---------- DATASET EXTRACT ----------
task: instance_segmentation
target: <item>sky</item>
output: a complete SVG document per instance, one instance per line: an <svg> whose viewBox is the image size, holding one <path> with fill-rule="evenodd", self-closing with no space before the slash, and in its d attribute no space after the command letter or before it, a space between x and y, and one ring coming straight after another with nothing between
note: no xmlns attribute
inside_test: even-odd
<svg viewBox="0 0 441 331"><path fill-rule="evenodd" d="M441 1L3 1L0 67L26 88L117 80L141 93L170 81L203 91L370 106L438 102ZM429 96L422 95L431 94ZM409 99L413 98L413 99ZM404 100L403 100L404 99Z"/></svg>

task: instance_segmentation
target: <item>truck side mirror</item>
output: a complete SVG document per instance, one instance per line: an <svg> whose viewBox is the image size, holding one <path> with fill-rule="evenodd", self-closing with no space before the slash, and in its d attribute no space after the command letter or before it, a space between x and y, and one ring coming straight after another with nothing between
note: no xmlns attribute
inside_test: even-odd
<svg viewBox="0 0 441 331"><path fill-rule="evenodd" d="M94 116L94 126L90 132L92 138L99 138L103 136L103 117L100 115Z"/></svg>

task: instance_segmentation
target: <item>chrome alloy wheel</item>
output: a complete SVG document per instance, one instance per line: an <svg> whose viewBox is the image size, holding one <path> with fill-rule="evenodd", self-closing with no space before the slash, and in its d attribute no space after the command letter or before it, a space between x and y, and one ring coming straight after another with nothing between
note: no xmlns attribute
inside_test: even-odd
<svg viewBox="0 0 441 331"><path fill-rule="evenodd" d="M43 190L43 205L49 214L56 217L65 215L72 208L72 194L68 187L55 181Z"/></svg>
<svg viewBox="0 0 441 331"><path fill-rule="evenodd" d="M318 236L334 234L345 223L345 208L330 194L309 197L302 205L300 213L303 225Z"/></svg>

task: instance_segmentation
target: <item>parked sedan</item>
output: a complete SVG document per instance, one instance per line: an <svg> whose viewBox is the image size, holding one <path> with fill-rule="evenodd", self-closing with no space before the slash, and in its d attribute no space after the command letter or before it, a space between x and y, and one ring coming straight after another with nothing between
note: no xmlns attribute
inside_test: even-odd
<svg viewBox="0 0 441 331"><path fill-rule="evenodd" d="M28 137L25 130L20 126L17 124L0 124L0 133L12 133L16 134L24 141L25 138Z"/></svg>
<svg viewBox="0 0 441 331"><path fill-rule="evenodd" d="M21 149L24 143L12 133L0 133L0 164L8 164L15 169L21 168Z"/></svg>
----------
__THE REQUEST__. Write out the lines exactly as they appear, starting at the very first line and ending at the line that contains "116L94 126L90 132L92", with both of those lines included.

__SOLUTION FOR THIS TASK__.
task: instance_segmentation
target: <item>sky</item>
output: a complete SVG document per instance, one instance per line: an <svg> whose viewBox is the image size, holding one <path> with fill-rule="evenodd", self-closing with no space before the slash, and in its d attribute no space after the command letter or before it, a space between x and y, and one ring coming straight after another with nothing between
note: no xmlns attribute
inside_test: even-odd
<svg viewBox="0 0 441 331"><path fill-rule="evenodd" d="M441 1L3 1L0 67L26 88L117 80L141 93L170 81L203 91L370 106L438 102ZM429 96L422 95L431 94ZM409 99L413 98L413 99ZM404 100L403 100L404 99Z"/></svg>

task: instance_segmentation
target: <item>truck side mirror</item>
output: a complete SVG document per instance, one instance per line: an <svg> whose viewBox is the image size, holding one <path> with fill-rule="evenodd", self-closing with no space before the slash, and in its d attribute no space after the command letter or before it, a space between x and y, and one ring coming straight after another with nothing between
note: no xmlns attribute
inside_test: even-odd
<svg viewBox="0 0 441 331"><path fill-rule="evenodd" d="M94 116L94 126L90 132L92 138L99 138L103 136L103 117L100 115Z"/></svg>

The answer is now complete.